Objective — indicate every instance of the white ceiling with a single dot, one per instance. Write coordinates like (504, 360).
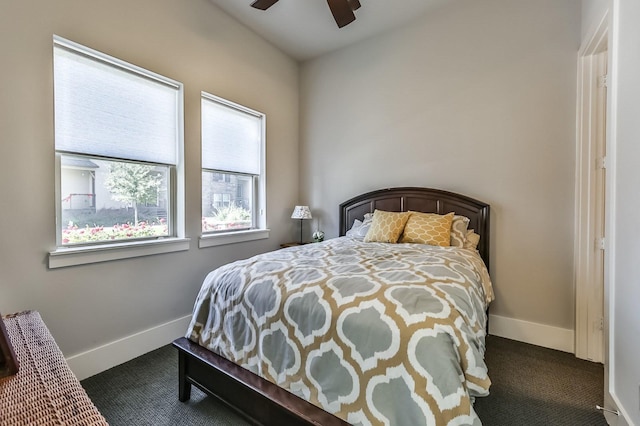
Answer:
(305, 29)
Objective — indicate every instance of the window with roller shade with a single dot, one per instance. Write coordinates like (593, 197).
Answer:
(118, 144)
(232, 166)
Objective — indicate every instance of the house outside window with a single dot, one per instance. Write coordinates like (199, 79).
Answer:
(119, 145)
(233, 179)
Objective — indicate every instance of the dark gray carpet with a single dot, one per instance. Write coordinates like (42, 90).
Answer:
(531, 386)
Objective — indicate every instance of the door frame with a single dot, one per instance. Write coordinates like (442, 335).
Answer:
(588, 123)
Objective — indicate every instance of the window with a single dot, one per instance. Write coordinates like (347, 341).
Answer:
(232, 167)
(118, 142)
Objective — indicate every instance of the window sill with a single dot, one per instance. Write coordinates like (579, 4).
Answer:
(212, 240)
(71, 256)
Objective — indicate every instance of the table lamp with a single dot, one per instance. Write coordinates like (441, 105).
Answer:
(302, 213)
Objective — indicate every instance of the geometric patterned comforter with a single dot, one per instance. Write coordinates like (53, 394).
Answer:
(375, 333)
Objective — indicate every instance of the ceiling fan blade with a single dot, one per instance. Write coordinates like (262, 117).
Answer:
(342, 12)
(264, 4)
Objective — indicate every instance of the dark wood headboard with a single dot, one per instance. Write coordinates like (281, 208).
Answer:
(425, 200)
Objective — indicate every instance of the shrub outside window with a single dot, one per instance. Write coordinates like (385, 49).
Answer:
(232, 166)
(118, 141)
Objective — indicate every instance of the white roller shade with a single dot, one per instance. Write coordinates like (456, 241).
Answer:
(231, 137)
(107, 110)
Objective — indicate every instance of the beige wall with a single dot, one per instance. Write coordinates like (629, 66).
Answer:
(192, 42)
(476, 98)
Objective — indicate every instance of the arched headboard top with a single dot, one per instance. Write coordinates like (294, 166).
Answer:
(425, 200)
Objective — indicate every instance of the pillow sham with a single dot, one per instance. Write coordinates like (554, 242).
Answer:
(459, 227)
(428, 228)
(386, 227)
(472, 239)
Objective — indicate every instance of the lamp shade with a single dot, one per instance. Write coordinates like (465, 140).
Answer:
(301, 212)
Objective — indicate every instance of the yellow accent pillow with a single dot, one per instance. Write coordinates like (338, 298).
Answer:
(386, 227)
(428, 228)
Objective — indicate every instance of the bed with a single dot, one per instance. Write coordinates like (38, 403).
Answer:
(298, 346)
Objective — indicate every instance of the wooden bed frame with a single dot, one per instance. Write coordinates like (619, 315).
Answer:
(262, 402)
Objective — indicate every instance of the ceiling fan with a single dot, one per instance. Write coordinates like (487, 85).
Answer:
(342, 10)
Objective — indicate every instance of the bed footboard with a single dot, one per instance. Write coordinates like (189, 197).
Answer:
(258, 400)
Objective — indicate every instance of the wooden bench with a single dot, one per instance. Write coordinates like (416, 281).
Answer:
(44, 391)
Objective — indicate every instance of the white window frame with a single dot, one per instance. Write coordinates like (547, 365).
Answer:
(63, 256)
(260, 196)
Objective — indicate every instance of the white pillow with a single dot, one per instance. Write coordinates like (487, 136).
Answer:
(354, 228)
(359, 229)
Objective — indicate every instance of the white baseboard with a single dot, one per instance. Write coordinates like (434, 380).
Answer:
(547, 336)
(97, 360)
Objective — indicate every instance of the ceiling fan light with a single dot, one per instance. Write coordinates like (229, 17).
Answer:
(342, 12)
(263, 4)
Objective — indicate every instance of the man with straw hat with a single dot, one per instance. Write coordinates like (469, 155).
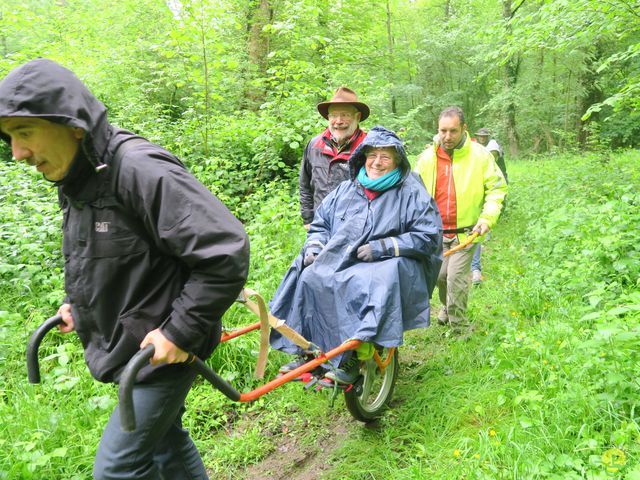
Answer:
(325, 162)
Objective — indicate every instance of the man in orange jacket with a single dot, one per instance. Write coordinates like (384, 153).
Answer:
(469, 189)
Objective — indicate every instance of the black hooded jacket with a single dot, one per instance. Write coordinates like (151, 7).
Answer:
(150, 248)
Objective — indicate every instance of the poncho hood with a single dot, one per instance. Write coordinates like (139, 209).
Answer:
(378, 137)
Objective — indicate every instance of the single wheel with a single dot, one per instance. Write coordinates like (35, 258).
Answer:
(370, 394)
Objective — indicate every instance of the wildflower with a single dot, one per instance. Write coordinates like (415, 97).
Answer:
(613, 459)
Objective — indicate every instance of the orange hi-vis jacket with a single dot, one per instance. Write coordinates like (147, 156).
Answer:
(474, 187)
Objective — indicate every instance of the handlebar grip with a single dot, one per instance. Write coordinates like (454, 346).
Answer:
(139, 360)
(125, 391)
(33, 366)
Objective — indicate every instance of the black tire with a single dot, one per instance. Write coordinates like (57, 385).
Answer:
(371, 393)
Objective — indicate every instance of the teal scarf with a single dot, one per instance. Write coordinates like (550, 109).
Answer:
(379, 184)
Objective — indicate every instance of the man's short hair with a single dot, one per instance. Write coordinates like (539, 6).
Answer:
(453, 112)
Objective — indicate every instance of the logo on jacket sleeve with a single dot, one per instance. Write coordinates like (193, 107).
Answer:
(102, 227)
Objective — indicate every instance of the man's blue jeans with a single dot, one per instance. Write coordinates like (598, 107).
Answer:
(159, 448)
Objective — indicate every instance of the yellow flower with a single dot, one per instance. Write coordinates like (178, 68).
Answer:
(613, 458)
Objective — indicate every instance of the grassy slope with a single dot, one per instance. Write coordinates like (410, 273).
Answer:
(545, 388)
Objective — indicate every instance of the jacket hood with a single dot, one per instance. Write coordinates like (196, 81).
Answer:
(44, 89)
(378, 137)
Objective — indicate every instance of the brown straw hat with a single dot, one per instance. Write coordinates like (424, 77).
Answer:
(344, 96)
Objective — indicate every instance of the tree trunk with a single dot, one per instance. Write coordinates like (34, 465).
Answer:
(591, 94)
(511, 70)
(259, 15)
(391, 63)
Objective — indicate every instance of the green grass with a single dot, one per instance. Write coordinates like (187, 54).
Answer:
(545, 387)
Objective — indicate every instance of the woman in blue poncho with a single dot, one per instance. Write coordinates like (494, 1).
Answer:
(370, 260)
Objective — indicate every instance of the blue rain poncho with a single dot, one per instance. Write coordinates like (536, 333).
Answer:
(339, 297)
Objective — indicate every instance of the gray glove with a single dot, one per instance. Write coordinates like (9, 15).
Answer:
(365, 253)
(310, 254)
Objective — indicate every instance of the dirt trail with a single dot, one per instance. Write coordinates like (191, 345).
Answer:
(294, 460)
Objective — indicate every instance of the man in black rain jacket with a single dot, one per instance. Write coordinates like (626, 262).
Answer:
(151, 256)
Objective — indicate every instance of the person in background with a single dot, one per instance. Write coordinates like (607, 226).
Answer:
(151, 257)
(325, 159)
(469, 189)
(483, 137)
(369, 263)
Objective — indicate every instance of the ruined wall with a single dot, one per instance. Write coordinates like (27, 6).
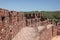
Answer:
(11, 22)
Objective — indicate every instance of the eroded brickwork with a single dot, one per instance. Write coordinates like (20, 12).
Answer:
(11, 22)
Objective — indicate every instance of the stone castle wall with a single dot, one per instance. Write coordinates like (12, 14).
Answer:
(11, 22)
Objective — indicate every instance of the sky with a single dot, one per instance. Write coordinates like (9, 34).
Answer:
(31, 5)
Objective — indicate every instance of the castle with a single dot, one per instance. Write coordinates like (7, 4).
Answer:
(11, 22)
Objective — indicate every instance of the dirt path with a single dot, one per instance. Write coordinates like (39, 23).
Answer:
(27, 33)
(56, 38)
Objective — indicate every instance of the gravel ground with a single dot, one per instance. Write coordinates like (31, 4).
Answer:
(56, 38)
(27, 33)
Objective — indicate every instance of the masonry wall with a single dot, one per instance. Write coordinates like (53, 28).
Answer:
(11, 22)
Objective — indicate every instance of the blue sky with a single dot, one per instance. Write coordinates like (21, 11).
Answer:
(31, 5)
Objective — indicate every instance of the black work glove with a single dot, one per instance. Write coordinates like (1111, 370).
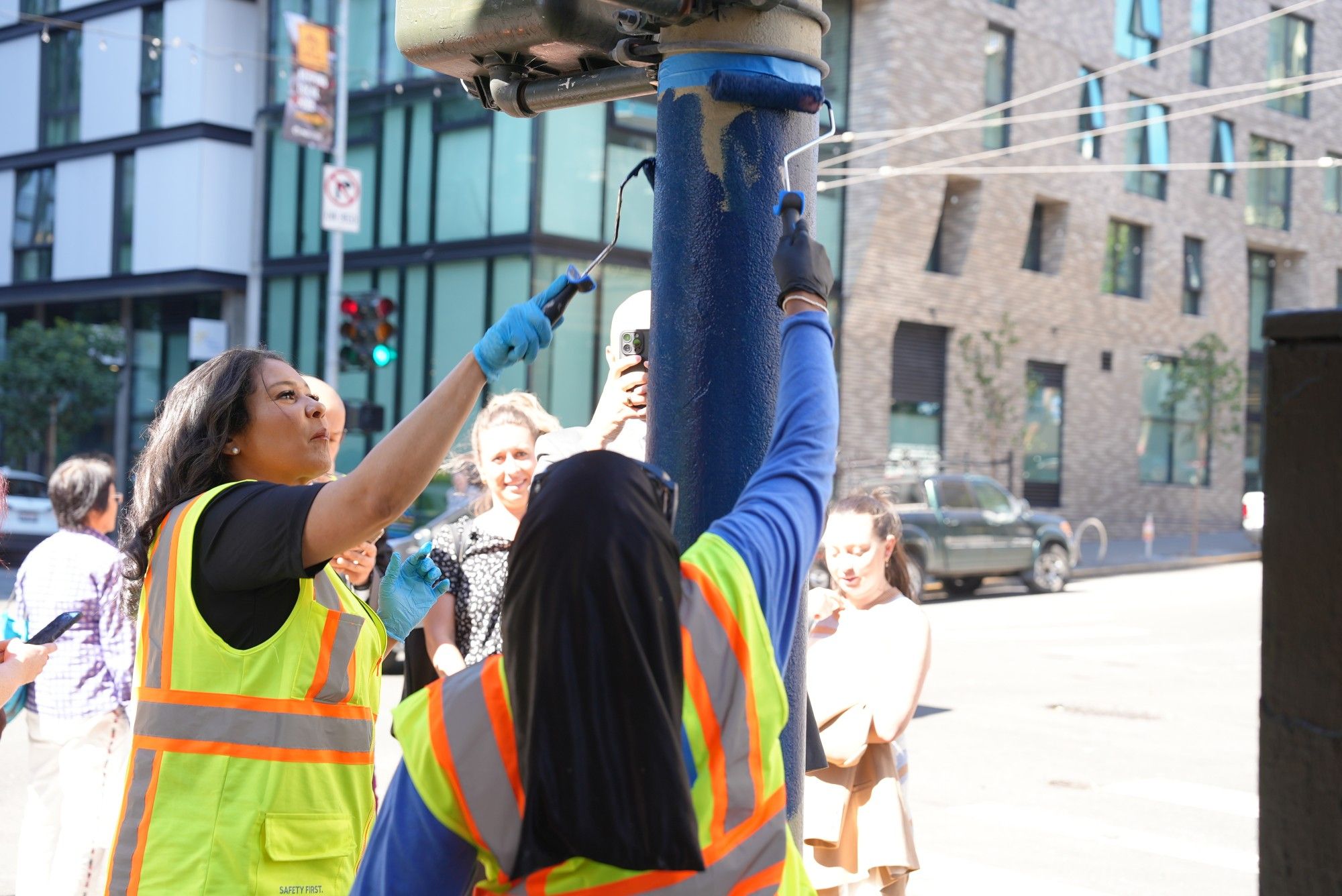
********
Task
Pull out every line of the material above that has the word "rain" in it, with upper and lower case matching exactly.

Exercise answer
Objective — indicate every instance of the blue rain poncho with a single dot, one per instance. Write coordinates like (536, 333).
Objective — indicate every instance of the man in black rain jacket with a single dot, one per instance. Write coordinates like (626, 262).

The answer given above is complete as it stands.